_Aim of the task_
Print every line of the material below word for word, with no changes.

▶

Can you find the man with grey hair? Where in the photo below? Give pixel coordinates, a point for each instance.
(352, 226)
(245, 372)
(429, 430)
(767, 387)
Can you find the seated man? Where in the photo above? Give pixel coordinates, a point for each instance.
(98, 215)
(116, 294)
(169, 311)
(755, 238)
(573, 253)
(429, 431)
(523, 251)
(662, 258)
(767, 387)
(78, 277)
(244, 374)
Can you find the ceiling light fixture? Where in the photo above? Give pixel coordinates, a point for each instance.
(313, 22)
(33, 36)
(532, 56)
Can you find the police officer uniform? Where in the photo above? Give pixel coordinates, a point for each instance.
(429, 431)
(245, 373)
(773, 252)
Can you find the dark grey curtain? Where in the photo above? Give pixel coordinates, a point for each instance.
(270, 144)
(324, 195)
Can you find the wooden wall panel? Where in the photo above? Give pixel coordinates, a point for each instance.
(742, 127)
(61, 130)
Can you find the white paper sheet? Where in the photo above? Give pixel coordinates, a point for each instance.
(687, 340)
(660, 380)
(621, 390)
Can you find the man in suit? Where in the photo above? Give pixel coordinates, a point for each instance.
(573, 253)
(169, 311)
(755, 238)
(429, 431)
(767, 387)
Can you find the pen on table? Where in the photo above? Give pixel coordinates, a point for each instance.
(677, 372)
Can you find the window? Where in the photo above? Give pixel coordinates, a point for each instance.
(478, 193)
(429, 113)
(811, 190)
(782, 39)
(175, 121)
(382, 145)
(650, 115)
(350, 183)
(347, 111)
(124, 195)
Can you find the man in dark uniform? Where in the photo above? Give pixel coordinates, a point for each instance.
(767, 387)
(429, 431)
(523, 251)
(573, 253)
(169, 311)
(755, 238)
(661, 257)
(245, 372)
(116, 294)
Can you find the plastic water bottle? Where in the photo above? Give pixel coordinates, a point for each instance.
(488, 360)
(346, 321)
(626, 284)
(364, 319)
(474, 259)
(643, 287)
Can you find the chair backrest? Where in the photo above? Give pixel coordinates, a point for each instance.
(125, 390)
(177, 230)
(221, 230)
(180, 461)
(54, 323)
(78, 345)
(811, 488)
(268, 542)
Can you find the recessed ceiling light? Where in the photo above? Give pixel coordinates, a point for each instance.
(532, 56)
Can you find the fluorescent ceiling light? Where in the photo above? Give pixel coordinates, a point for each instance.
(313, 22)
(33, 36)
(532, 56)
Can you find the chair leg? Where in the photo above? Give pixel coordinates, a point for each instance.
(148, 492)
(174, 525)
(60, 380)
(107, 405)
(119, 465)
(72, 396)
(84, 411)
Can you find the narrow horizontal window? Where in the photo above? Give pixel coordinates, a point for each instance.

◀

_Result for this exercise_
Can you find the man with grey hair? Where in the photo below? Give pixel coordinates, a point for each instance.
(352, 226)
(245, 372)
(429, 430)
(767, 387)
Can you find the seated man? Where in the photo above? Give pixel coordinates, a point for each instance.
(98, 215)
(116, 294)
(169, 311)
(755, 238)
(573, 253)
(429, 431)
(523, 251)
(662, 258)
(767, 387)
(78, 277)
(244, 374)
Can you find the ceiling light fixture? Where in the photo above? Give pixel coordinates, a point for each instance.
(313, 22)
(33, 36)
(532, 56)
Can you find the police officer uniform? Where in the photo above? Give pixel coordinates, a point for each instance.
(429, 431)
(245, 373)
(773, 252)
Can you find the dark grey curtain? Where in the photo above? Give pixel coordinates, a point for each instance.
(270, 144)
(324, 195)
Can you find the wooden wall panel? Where in the photo above? Give pixel coordinates, a point for each instance.
(742, 127)
(61, 130)
Can you find the white paper sheet? Where in the photo above? Give pixel coordinates, a point for each instance.
(687, 340)
(660, 380)
(621, 390)
Can you find the man in suit? Where in the photo above? Give pixel coordinates, a point for each instance.
(573, 253)
(169, 311)
(755, 238)
(429, 431)
(767, 387)
Can you find the pen on table? Where in the photo above? Give pixel coordinates, a point for each instance.
(677, 372)
Can you find the window? Where in the photo above? Give pixel coordinates, a point for each instance.
(478, 193)
(429, 113)
(811, 190)
(782, 39)
(175, 121)
(382, 145)
(650, 115)
(350, 183)
(347, 111)
(124, 195)
Can you find the man in dark uniform? Where in the photo above? Give pixel coordinates, a point for each instance.
(767, 387)
(429, 431)
(523, 251)
(573, 253)
(169, 311)
(755, 238)
(661, 257)
(245, 372)
(116, 294)
Can you find the plastic water bottle? Where in the photo above? Give pixel coordinates, a point for each instance.
(488, 360)
(346, 321)
(626, 284)
(364, 319)
(474, 259)
(643, 287)
Can you find the chair backrest? Where in the photo above? Give pixel coordinates, a point for each instance.
(125, 390)
(177, 230)
(221, 230)
(180, 461)
(54, 323)
(78, 345)
(811, 488)
(268, 542)
Can you find the recessed ceiling light? Where in the photo above? Give pixel coordinates, a point for each instance.
(532, 56)
Can you find the fluorescent ceiling light? Where in the photo above? Give pixel coordinates, a point for each instance.
(313, 22)
(33, 36)
(532, 56)
Can you find the chair leg? Where in the photo above? Give pixel coordinates, a point for each instance.
(148, 492)
(174, 525)
(60, 380)
(107, 405)
(119, 465)
(72, 396)
(84, 411)
Can you find the narrow horizontal window? Where in the photo above? Give pixel coordinates, a point for each instance.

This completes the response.